▸ STORED DATA

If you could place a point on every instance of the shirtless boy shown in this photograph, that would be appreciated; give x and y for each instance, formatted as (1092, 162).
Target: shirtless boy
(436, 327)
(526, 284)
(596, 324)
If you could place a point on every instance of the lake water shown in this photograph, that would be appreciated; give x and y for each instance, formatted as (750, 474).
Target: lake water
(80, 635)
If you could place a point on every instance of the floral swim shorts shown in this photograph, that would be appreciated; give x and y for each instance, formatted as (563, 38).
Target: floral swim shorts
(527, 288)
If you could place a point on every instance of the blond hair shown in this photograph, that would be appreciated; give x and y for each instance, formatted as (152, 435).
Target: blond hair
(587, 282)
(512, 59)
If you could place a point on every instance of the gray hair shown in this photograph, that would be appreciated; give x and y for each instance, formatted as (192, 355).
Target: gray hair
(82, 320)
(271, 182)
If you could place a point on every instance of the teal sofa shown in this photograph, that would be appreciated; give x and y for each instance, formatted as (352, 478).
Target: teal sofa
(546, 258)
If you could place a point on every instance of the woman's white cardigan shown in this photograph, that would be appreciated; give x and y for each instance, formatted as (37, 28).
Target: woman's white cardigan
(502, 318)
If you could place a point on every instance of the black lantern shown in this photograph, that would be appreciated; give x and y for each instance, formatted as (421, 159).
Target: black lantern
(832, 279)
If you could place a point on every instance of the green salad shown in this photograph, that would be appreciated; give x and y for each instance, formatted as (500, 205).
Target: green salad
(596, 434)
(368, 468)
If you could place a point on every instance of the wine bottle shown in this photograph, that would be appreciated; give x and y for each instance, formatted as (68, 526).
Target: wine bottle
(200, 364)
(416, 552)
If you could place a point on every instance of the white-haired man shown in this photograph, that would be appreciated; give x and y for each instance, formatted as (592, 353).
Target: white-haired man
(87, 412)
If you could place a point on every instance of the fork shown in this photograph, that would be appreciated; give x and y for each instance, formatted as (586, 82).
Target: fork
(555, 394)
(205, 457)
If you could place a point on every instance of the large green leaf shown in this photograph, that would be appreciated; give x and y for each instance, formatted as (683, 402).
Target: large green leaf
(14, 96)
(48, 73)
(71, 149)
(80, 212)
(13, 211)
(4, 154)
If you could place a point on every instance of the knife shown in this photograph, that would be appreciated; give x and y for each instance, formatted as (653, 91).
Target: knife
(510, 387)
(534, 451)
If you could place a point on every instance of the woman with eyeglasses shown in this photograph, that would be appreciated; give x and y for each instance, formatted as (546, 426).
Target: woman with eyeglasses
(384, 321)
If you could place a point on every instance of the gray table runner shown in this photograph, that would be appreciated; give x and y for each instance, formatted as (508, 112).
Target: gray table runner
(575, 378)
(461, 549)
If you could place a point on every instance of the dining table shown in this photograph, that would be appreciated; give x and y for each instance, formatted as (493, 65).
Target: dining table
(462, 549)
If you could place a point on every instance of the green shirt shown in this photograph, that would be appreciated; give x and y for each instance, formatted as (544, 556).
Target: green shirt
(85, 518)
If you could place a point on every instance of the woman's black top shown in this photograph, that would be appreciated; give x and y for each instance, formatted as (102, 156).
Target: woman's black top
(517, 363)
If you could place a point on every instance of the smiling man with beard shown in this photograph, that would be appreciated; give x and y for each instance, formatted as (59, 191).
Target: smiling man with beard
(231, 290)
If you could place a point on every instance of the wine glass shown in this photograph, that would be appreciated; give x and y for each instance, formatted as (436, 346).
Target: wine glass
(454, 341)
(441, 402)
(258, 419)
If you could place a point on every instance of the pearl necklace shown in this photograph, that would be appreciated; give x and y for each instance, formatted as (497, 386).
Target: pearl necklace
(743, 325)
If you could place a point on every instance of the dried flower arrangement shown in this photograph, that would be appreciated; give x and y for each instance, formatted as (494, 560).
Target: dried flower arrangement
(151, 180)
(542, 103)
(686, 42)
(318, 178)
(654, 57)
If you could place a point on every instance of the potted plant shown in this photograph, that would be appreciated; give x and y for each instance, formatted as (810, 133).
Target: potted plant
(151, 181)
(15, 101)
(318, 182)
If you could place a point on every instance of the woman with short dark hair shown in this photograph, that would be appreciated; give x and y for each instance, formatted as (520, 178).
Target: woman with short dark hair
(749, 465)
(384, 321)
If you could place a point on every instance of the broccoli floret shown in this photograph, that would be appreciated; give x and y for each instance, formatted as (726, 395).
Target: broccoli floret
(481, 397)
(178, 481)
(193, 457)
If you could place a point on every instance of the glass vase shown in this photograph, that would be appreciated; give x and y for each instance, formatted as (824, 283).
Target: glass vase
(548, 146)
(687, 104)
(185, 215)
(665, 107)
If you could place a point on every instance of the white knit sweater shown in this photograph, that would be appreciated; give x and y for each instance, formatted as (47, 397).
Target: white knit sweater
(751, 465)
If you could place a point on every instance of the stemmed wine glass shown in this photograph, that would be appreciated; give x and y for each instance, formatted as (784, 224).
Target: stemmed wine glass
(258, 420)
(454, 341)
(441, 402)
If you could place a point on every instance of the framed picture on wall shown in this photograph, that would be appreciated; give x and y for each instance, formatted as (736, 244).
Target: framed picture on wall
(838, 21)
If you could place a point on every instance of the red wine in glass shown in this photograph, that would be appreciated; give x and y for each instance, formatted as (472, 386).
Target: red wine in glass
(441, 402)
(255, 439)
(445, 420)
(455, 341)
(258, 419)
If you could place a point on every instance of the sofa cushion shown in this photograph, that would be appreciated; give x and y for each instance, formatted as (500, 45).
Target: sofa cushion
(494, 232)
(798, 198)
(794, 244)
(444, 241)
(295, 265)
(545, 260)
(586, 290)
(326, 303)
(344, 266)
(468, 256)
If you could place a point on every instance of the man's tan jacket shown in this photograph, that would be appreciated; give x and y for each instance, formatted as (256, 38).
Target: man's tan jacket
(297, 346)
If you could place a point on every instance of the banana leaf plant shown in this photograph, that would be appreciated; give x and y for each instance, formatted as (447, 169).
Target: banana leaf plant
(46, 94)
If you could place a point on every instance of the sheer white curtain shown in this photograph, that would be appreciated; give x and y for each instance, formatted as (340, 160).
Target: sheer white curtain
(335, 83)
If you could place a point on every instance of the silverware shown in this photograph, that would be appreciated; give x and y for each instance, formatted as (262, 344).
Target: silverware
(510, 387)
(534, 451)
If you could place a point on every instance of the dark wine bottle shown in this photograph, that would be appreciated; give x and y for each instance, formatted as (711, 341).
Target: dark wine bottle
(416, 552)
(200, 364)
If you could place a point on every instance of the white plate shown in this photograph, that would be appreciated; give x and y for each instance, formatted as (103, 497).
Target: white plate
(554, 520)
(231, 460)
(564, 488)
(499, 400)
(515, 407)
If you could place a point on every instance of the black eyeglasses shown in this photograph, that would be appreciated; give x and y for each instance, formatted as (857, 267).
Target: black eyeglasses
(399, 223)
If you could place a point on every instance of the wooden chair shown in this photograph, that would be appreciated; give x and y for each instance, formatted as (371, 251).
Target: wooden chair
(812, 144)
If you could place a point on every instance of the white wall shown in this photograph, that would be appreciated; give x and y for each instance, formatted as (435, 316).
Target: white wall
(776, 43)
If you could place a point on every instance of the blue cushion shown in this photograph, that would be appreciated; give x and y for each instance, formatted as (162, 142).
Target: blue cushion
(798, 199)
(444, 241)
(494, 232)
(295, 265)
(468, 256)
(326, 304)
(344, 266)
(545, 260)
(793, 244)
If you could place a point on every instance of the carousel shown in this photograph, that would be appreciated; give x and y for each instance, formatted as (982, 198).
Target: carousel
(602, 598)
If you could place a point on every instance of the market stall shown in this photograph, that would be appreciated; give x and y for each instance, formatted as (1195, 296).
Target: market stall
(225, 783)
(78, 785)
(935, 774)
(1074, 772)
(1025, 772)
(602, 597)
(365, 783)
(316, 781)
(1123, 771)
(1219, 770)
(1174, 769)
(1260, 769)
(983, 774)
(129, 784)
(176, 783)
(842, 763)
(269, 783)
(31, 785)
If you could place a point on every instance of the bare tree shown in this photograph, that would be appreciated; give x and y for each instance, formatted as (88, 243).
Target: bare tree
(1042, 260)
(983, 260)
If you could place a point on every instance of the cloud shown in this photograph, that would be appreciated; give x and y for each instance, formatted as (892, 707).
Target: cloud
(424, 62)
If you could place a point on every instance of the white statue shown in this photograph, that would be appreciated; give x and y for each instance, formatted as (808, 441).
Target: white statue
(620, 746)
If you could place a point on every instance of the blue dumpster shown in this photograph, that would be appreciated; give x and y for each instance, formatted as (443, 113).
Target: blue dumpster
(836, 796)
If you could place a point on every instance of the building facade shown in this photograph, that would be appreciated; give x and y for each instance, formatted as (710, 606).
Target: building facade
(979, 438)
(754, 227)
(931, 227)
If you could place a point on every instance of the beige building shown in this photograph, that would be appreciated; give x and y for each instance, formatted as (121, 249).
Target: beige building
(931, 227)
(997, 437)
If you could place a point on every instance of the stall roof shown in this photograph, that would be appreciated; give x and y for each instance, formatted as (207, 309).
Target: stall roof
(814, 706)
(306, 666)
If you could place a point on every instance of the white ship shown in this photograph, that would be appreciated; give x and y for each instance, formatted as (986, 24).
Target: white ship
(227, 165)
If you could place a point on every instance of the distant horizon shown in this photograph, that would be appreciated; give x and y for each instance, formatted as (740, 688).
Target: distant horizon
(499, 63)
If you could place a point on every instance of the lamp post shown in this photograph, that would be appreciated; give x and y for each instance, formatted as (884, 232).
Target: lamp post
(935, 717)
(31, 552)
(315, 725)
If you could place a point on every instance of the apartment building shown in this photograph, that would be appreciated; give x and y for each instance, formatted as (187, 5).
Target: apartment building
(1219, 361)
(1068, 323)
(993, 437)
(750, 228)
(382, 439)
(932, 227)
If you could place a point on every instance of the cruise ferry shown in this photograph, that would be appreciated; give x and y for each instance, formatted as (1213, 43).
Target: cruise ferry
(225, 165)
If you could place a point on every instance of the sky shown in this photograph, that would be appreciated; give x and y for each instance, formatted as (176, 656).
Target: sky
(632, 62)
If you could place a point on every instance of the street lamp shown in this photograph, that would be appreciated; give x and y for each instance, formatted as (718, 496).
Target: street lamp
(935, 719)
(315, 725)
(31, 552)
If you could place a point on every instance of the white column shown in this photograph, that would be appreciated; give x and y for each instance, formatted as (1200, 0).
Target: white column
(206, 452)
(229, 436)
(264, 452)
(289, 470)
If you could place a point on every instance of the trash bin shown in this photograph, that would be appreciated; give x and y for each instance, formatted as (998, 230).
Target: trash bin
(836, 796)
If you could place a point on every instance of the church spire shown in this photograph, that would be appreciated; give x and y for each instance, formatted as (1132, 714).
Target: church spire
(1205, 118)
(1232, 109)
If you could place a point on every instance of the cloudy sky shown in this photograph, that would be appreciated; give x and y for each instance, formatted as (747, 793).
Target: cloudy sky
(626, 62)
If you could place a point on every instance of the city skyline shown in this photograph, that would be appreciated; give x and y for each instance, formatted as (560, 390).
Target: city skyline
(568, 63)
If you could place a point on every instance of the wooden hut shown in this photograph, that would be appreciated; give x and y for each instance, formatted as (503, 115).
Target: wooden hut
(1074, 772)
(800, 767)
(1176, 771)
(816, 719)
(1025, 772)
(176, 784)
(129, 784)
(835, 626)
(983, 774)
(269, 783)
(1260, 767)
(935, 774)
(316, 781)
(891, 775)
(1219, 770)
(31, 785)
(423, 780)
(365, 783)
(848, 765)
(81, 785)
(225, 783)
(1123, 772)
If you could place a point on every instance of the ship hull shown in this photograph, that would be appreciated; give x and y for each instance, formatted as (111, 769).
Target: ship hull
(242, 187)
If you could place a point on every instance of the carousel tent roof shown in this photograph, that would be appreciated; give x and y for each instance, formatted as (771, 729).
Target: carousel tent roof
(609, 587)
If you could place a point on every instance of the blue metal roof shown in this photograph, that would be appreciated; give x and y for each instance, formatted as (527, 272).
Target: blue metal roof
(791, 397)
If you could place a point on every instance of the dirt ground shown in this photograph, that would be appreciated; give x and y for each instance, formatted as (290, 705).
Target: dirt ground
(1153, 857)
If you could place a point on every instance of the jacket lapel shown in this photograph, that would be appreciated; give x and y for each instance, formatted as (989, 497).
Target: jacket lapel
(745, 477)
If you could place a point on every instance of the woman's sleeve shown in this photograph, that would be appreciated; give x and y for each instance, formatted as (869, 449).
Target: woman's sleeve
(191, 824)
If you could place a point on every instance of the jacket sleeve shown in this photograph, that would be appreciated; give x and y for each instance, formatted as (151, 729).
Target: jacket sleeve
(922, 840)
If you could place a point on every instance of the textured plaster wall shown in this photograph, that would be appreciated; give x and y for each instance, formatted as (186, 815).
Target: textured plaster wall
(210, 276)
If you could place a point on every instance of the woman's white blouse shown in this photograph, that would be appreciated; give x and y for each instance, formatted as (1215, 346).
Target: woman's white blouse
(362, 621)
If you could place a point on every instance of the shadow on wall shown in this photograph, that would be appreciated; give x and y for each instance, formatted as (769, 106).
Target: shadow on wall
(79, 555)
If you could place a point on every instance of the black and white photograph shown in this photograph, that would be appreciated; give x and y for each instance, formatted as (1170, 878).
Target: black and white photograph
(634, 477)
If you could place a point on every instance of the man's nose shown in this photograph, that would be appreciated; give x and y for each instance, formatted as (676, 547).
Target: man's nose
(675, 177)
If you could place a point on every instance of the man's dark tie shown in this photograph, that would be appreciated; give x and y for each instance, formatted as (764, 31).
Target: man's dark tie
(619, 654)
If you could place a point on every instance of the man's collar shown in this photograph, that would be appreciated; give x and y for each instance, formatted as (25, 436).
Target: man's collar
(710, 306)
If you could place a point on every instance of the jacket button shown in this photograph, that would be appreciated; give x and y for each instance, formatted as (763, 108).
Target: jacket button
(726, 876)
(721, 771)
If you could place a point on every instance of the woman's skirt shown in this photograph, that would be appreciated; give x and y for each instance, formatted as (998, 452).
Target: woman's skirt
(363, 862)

▸ WORK REQUIRED
Exact repetition is required for the lines from the one that contains "as (25, 436)." through the final line; leave out everything else.

▸ SOLVED PROBLEM
If you could place a point on every instance of the man's collar shown in this photograph, that would be appreciated; give x and y for each instance, formatted as (25, 436).
Target: man's collar
(710, 306)
If you could place a point on every instance of the jacket button shown in this photograph, that would be appreciated; give x and y for each instance, formatted as (763, 108).
Target: jacket button
(726, 876)
(721, 771)
If you could place a point on every instance of the woman's skirt shown in this photograph, that would be appreciated; give x and y for each instance, formatted as (998, 452).
Target: woman's skirt
(363, 862)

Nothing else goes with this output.